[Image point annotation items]

- - -

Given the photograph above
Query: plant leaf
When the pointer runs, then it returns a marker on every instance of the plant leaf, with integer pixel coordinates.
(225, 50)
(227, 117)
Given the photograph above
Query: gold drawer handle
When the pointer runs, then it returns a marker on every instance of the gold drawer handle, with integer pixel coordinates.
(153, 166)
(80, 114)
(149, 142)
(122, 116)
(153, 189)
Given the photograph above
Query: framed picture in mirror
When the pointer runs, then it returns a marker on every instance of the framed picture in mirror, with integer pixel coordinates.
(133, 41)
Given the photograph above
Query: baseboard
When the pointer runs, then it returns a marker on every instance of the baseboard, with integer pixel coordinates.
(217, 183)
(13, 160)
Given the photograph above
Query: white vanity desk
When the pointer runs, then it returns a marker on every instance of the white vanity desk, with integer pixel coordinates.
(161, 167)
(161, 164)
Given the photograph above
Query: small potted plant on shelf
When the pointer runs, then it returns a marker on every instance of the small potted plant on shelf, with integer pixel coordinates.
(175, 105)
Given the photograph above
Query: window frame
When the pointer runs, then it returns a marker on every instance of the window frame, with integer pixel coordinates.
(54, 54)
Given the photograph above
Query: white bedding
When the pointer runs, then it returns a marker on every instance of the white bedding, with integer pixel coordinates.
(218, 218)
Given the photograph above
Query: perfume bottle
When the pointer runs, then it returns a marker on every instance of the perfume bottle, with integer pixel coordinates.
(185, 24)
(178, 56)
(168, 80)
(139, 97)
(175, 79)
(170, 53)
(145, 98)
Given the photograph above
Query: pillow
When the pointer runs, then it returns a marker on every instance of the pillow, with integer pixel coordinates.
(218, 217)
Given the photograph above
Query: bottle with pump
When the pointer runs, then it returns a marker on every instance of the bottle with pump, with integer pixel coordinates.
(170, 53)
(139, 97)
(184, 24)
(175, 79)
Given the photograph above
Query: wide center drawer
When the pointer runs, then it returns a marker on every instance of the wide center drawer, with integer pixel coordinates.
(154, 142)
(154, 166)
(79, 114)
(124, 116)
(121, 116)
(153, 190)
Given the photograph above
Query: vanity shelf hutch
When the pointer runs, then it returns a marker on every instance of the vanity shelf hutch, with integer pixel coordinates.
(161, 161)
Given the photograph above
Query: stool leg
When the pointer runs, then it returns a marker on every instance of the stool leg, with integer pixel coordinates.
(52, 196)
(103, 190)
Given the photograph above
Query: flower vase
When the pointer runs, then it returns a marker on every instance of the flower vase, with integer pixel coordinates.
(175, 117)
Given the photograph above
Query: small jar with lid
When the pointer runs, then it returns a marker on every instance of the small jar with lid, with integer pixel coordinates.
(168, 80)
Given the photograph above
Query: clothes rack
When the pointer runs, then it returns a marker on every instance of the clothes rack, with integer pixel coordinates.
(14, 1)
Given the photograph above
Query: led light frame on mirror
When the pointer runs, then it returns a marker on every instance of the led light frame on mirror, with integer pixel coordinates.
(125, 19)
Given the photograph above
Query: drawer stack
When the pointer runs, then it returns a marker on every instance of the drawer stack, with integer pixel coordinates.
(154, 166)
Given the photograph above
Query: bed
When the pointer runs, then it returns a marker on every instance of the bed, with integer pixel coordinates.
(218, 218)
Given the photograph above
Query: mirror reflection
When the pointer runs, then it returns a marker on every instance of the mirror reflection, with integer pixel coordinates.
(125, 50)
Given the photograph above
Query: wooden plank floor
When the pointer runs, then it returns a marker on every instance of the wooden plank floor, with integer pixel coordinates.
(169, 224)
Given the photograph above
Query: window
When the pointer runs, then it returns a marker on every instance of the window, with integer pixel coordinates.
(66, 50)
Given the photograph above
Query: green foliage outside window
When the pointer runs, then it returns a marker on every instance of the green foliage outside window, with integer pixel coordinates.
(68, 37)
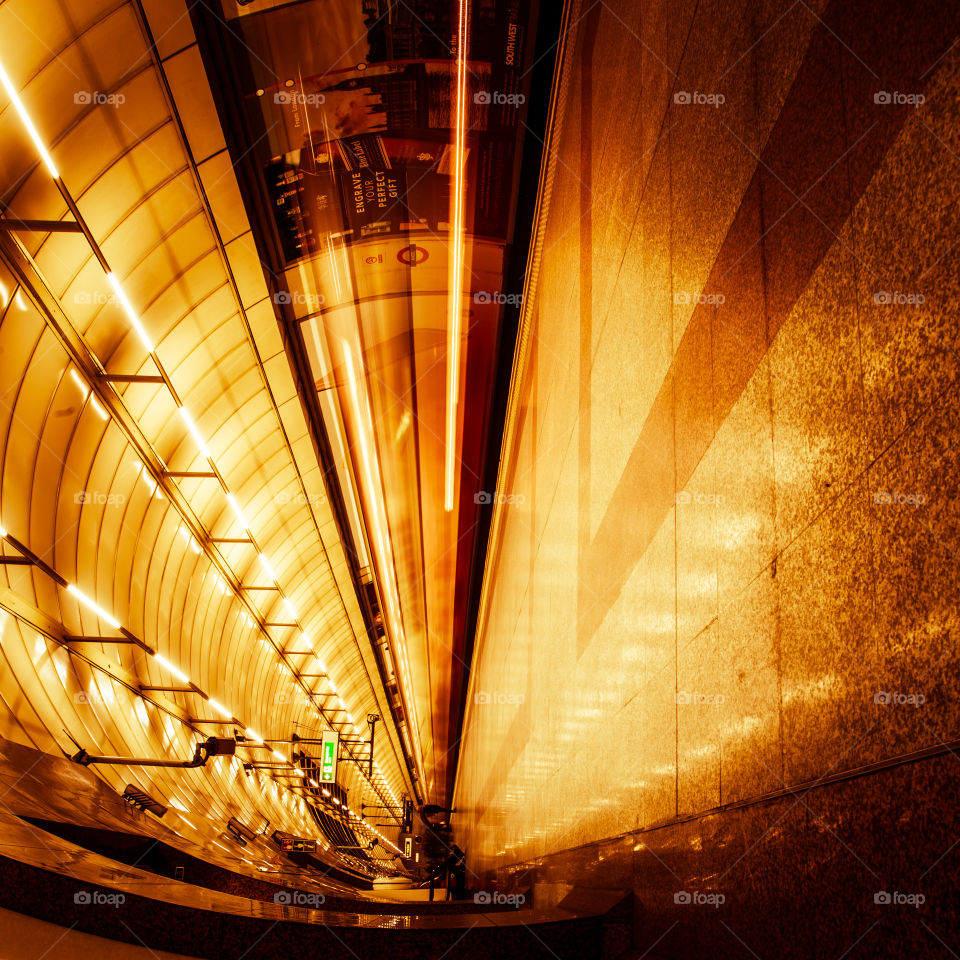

- - -

[Exercise]: Report how many lines of the items contain the string "wooden", counting only matches in the same case.

[Result below]: 2